*** Supplied information

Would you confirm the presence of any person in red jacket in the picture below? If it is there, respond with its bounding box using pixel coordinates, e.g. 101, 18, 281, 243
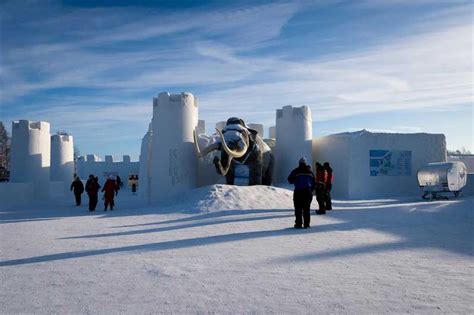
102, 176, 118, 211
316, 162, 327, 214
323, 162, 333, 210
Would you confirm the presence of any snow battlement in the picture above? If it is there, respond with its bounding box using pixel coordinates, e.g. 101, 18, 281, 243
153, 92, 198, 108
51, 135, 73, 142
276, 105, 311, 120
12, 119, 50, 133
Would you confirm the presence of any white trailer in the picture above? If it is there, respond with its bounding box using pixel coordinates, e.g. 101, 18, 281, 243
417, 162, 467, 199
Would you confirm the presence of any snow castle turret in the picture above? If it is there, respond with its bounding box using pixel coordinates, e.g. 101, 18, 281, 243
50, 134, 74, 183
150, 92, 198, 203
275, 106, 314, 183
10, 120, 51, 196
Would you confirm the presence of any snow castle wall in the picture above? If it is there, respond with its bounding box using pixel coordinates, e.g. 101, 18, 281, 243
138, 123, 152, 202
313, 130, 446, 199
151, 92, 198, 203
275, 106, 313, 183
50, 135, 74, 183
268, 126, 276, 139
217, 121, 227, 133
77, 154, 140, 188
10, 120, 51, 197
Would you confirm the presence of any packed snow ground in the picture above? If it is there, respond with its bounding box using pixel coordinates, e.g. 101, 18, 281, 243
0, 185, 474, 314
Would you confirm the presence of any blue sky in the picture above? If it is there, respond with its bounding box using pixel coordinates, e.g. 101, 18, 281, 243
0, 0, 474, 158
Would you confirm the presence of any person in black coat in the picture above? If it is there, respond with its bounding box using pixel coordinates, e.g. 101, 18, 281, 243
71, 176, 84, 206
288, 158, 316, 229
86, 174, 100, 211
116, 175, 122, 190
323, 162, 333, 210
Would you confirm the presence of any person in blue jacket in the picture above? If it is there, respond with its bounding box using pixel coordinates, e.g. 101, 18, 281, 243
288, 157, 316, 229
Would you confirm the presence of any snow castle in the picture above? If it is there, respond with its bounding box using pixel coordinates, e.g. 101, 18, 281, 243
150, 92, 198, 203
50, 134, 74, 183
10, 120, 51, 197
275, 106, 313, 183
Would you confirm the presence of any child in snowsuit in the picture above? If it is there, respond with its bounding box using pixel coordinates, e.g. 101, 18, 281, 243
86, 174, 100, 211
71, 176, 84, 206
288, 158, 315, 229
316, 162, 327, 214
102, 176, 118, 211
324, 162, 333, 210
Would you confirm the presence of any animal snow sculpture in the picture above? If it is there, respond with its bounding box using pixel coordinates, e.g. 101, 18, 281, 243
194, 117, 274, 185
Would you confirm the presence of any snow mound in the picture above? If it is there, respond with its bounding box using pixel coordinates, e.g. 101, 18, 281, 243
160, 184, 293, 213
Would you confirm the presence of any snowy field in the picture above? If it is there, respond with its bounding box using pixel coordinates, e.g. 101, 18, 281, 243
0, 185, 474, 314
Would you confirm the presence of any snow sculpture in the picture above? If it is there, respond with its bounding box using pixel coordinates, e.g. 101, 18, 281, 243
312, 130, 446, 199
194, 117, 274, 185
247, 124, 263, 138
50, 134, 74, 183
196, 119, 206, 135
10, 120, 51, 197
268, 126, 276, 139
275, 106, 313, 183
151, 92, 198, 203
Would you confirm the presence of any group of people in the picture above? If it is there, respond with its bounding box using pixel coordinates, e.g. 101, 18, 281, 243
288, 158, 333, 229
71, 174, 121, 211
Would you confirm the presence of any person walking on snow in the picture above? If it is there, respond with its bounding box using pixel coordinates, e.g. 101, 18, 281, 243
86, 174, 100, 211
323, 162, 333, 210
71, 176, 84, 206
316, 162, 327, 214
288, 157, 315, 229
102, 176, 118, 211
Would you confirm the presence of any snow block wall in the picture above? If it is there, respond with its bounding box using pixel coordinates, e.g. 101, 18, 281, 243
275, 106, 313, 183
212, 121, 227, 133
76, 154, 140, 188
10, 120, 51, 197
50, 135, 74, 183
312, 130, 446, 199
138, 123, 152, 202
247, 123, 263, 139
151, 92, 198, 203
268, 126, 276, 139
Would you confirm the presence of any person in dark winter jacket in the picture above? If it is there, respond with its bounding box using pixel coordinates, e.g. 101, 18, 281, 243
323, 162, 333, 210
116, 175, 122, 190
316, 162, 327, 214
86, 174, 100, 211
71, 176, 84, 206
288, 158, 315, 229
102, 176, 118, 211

******

Which lines above contain the word "sculpture"? Gather every one of them, copied in full.

Would you confirm the presence of any animal snow sculpture in the picture above? If it is there, respond with its bounding box using pixel coordinates, e.g. 101, 18, 281, 243
Would you confirm the presence of any snow sculpture in the picture above? If it is there, respond with its bounding box using pixel coordinates, e.g. 101, 18, 281, 243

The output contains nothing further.